Estratto |
════════════════
Da bambino avevo una collezione di macchinine meravigliosa. Non ci giocavo come facevano gli altri bambini, anche perché avevo ben chiaro che si trattava di modellini. No, a me piaceva ordinarle sulle mensole della mia cameretta, dalle piccolissime Micro Machines alla gigantesca Bugatti Type 57 blu. Ogni tanto le tiravo giù, le spolveravo e ne ammiravo i dettagli, gli sportelli che si aprivano, il volante che faceva girare le ruote; ero affascinato da particolari apparentemente insignificanti come il disegno perfettamente riprodotto dei battistrada, potevo rimanere interi minuti a osservare e toccare quelle scanalature scolpite nella gomma morbida. E poi, una volta saziata quella mia necessità, le rimettevo tutte a posto.
La cameretta che per i primi anni ho condiviso con mia sorella era qualcosa a metà tra un campo di battaglia e un negozio di giocattoli dopo l’esplosione di una granata. Non ero ordinato, apparentemente, perché quella non era solo la MIA cameretta, ma nelle cose che mi appartenevano era necessario mantenere un ordine rigorosissimo: la collezione di macchinine, la collezione dei Topolino, i libri e tutto ciò che poteva essere sistemato, catalogato.
════════════════
Estratti dell'elenco |
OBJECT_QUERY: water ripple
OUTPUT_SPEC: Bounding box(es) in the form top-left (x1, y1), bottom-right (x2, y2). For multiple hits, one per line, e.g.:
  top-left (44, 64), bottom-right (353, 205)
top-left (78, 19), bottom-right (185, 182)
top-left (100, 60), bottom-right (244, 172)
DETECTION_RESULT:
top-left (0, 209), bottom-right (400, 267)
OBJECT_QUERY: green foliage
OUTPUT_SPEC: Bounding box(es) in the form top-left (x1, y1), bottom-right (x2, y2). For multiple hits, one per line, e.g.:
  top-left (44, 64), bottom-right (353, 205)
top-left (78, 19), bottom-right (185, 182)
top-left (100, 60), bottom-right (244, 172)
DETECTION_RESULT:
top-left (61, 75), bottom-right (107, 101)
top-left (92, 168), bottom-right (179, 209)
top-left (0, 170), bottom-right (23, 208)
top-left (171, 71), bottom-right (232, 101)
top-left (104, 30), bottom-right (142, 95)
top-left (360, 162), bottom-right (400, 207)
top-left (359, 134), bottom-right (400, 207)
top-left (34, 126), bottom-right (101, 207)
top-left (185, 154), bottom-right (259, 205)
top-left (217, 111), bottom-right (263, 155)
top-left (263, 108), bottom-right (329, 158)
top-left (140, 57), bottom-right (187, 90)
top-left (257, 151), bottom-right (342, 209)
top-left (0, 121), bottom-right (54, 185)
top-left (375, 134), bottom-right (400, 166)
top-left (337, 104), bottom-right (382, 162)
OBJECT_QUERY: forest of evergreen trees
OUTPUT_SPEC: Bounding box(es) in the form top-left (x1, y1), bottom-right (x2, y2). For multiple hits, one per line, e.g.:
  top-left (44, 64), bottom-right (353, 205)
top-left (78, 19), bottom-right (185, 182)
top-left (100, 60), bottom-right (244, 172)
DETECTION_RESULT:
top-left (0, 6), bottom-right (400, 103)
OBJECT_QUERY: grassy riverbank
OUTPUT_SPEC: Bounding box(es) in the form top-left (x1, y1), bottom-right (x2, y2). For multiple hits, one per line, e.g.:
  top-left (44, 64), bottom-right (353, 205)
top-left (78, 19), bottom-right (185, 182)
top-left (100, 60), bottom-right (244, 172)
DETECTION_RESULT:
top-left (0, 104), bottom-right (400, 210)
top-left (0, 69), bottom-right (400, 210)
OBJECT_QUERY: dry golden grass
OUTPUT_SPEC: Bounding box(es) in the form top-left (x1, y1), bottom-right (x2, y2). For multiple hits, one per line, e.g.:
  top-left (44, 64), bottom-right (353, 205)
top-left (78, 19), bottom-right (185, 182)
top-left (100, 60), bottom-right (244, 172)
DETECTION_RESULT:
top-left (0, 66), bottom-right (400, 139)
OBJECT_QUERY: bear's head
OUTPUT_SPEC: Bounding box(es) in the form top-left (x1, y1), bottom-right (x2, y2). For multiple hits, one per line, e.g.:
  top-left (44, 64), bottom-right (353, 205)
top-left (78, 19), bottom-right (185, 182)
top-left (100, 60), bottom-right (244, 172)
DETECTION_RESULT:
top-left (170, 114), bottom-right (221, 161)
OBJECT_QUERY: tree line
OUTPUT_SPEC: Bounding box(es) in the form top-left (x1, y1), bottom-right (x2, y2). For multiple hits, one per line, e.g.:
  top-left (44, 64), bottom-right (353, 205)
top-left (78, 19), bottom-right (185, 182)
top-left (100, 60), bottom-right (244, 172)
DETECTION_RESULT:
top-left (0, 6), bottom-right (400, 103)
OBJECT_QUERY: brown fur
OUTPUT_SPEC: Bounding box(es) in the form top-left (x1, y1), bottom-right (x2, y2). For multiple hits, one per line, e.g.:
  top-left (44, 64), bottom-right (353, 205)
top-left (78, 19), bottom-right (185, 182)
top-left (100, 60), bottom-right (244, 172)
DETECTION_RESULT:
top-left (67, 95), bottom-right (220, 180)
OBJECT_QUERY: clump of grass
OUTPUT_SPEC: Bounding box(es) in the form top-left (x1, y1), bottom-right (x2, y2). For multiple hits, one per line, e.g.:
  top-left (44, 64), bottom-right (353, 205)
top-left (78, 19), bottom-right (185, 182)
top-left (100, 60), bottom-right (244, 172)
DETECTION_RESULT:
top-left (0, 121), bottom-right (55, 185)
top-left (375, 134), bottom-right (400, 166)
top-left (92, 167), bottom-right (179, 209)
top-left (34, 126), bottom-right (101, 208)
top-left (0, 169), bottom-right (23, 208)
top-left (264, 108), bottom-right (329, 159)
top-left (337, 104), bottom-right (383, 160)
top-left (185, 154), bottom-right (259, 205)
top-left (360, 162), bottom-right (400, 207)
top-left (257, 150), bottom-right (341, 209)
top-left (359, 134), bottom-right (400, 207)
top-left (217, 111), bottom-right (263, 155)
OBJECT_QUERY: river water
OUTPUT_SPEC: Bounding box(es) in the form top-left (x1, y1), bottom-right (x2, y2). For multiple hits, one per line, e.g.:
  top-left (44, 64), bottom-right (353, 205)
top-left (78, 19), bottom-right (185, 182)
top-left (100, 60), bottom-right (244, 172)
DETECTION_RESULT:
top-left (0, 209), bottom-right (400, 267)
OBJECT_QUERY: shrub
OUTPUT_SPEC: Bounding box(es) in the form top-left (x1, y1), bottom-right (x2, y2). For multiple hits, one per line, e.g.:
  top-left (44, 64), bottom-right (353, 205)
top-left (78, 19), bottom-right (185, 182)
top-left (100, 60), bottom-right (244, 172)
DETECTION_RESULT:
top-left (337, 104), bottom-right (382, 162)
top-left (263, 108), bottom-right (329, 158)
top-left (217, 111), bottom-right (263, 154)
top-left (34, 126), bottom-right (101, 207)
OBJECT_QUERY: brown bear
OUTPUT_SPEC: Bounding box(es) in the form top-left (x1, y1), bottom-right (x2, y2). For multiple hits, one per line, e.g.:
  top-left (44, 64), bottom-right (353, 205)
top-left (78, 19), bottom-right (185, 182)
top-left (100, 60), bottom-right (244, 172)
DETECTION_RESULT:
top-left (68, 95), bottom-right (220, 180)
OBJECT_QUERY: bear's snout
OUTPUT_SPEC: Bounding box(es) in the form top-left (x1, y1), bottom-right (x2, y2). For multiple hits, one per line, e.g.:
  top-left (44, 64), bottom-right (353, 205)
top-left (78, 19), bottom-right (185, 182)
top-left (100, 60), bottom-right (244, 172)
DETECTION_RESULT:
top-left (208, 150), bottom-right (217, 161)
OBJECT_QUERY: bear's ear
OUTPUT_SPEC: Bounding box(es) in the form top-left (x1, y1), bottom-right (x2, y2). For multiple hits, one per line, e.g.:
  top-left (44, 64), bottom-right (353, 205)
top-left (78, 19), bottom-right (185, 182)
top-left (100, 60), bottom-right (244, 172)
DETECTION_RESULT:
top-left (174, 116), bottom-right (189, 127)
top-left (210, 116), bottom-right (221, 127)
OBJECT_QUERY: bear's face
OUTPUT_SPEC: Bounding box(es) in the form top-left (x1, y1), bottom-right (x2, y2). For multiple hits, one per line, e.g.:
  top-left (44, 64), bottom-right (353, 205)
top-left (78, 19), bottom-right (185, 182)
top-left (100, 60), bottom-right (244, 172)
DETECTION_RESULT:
════════════════
Esercizi |
**a.** Trascrivi dall'estratto, senza cambiare nulla, il passo che comincia con le parole "La cameretta che" e termina con "essere sistemato, catalogato.".
**b.** Trova nell'elenco tutte le righe in cui compare la stringa "brown" e copiale, distinguendo tra maiuscole e minuscole.
L'estratto e l'elenco non hanno alcun legame tra loro.

Risultati |
**a.**
La cameretta che per i primi anni ho condiviso con mia sorella era qualcosa a metà tra un campo di battaglia e un negozio di giocattoli dopo l’esplosione di una granata. Non ero ordinato, apparentemente, perché quella non era solo la MIA cameretta, ma nelle cose che mi appartenevano era necessario mantenere un ordine rigorosissimo: la collezione di macchinine, la collezione dei Topolino, i libri e tutto ciò che poteva essere sistemato, catalogato.

**b.**
OBJECT_QUERY: brown fur
OBJECT_QUERY: brown bear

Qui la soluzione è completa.